● **Page excerpt**
If Zeux had stopped paying their advertising bill, it’s a safe bet that it wouldn’t have taken more than a few days before TfL found the time to put temporary stickers over all their adverts until a new promotion could be sourced.
Unfortunately, TfL have done nothing wrong from a legal perspective and the regulatory system is designed to allow publishers of adverts to abdicate responsibility in this way, and take money for carrying misleading investment adverts for as long as the investment provider itself can get away with it.
Should I invest in Zeux?
This blog does not give financial advice. The following are statements of publicly available facts or widely accepted investment principles, not a personalised recommendation. Investors should consult a regulated independent financial adviser if they are in any doubt.
As with any individual loan note to a small unlisted company, this investment is only suitable for sophisticated and/or high net worth investors who have a substantial existing portfolio and are prepared to risk 100% loss of their money.
As an individual, illiquid security with a risk of total and permanent loss, Zeux’s product is much higher risk than a mainstream diversified stockmarket fund.
Before investing investors should ask themselves:
- How would I feel if the investment defaulted and I lost 100% of my money?
- Do I have a sufficiently large portfolio that the loss of 100% of my investment would not damage me financially?
- Have I conducted due diligence to ensure the asset-backed security can be relied on?
If you are looking for a “secure investment” or “savings account alternative”, you should not invest in corporate loans with a risk of 100% loss.

● **Objective a**
Return the part of the Zeux investment excerpt from "If Zeux had" up to and including "away with it.", copied exactly.
The Zeux investment excerpt and the entries are separate material.

● **Material**

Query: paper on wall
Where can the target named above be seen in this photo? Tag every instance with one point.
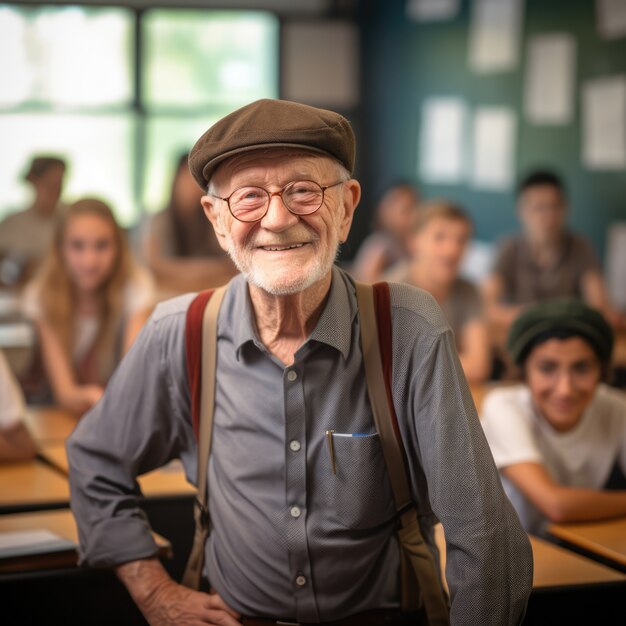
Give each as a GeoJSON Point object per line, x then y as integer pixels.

...

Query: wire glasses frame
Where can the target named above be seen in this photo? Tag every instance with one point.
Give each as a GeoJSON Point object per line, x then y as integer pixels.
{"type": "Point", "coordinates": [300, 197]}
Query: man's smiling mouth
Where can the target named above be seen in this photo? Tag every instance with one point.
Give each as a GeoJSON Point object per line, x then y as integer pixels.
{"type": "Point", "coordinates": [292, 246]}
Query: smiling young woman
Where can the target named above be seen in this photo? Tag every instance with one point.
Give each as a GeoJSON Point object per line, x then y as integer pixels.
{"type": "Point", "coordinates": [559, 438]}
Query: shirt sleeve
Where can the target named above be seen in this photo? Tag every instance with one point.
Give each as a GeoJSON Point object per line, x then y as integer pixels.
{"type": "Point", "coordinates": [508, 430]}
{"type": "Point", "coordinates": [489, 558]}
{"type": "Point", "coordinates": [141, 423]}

...

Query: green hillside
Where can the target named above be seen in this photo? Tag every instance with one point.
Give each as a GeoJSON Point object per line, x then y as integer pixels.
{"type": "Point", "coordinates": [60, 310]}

● **Objective b**
Select every line in the entries that contains the string "Query", and copy each one exactly.

● **Exercise answer a**
If Zeux had stopped paying their advertising bill, it’s a safe bet that it wouldn’t have taken more than a few days before TfL found the time to put temporary stickers over all their adverts until a new promotion could be sourced.
Unfortunately, TfL have done nothing wrong from a legal perspective and the regulatory system is designed to allow publishers of adverts to abdicate responsibility in this way, and take money for carrying misleading investment adverts for as long as the investment provider itself can get away with it.

● **Exercise answer b**
Query: paper on wall
Query: wire glasses frame
Query: man's smiling mouth
Query: smiling young woman
Query: shirt sleeve
Query: green hillside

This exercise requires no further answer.